• _SELECTED EXCERPT_:
- - -
After fielding more questions — ranging from how she would improve public transportation access so they could get to school easier or how she would help students improve access to trained mental health professionals — Escamilla walked to another classroom smiling.
“I just love kids, they’re just more real,” Escamilla said. “It gives me hope.”
A ‘powerhouse’ for building bridges
When Rep. Angela Romero first met Escamilla back when they both attended the University of Utah, Romero said her first impression was of a “strong” but also “level-headed” person, which was a good balance to Romero, who described herself as “more radical” Democrat.
“Whenever I wanted to push it to the next level, she would make me evaluate and think about both sides of the issue and find the commonalities without compromising what you believe in and who you are,” Romero said.
Escamilla and Romero — along with several other women who would go on to become elected Democrats in the Utah Legislature — all got to know each other at the U. through student groups focused on ethnicity and race equality, volunteering together for various causes, Romero said.
While she studied at the U., Escamilla said she recognized achievement gaps while tutoring students, many of whom were children of immigrant parents.
“That really started opening my eyes to all of the disparities and gaps and how the ZIP code where you live has social detriments,” Escamilla said.
As Romero has watched Escamilla progress in both her professional and political career, she said she’s come to truly appreciate her “personal story” as someone who came to the U.S. as a student, and an “immigrant who was embraced by the city.”
“She symbolizes that hope,” Romero said. “Many people within our current political climate feel hopeless. So her as mayor would be a reflection of our changing demographics and bringing the city together.”
Romero said she’s watched Escamilla gracefully embrace being a mother, working a full-time job, and working as a legislator in Senate leadership while finding common ground with GOP counterparts.
“I have so much respect for her, and I know both sides of the aisle have the respect for her as well,” Romero said. “She’s just a powerhouse up here.”
At around the same time her father died last year, Escamilla said more and more people were beginning to ask her if she planned to run for mayor. And when Salt Lake City Mayor Jackie Biskupski withdrew, Escamilla said she really started to ask herself, ‘What do I personally think I can bring to the city?”
- - -
• _LISTED RECORDS_:
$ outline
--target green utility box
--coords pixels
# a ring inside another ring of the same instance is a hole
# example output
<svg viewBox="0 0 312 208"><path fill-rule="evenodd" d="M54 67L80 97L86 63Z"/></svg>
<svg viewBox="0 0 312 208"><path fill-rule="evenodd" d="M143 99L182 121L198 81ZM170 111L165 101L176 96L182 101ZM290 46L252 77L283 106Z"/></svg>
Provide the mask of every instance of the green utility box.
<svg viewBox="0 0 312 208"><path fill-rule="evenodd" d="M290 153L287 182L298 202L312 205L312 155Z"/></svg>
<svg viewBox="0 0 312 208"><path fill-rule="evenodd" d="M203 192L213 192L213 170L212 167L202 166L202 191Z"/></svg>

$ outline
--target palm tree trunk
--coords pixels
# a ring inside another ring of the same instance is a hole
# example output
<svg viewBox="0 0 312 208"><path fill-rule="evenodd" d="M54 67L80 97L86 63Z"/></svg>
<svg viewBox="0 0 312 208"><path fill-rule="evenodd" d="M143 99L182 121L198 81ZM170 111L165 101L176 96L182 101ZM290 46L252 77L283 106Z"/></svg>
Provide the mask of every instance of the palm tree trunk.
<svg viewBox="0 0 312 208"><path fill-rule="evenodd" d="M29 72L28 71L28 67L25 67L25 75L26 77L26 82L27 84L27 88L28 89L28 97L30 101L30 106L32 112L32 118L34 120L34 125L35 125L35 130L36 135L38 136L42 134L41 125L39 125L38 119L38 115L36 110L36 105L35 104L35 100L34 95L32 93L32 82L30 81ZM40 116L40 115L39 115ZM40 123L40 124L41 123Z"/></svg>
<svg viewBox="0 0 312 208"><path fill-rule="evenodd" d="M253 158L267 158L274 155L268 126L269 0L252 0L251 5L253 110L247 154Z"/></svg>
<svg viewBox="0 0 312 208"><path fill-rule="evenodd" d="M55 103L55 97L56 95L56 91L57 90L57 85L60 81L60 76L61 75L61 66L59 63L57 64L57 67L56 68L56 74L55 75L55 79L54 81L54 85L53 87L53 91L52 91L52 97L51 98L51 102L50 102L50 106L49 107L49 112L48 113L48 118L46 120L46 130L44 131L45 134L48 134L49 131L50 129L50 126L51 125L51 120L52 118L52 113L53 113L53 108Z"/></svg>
- - -
• _REQUIRED TASKS_:
**1.** Answer these questions from the excerpt on Escamilla.
(a) At which university did Romero first meet Escamilla?
(b) Many of the students Escamilla tutored while at the U. were children of whom?
(c) Which Salt Lake City mayor withdrew?
**2.** Rewrite the part of the excerpt on Escamilla starting at "A ‘powerhouse’ for" and ending at "causes, Romero said.", replacing "level-headed" with "even-tempered".

• _SOLUTIONS BELOW_:
**1.**
(a) The University of Utah.
(b) Immigrant parents.
(c) Jackie Biskupski.

**2.**
A ‘powerhouse’ for building bridges
When Rep. Angela Romero first met Escamilla back when they both attended the University of Utah, Romero said her first impression was of a “strong” but also “even-tempered” person, which was a good balance to Romero, who described herself as “more radical” Democrat.
“Whenever I wanted to push it to the next level, she would make me evaluate and think about both sides of the issue and find the commonalities without compromising what you believe in and who you are,” Romero said.
Escamilla and Romero — along with several other women who would go on to become elected Democrats in the Utah Legislature — all got to know each other at the U. through student groups focused on ethnicity and race equality, volunteering together for various causes, Romero said.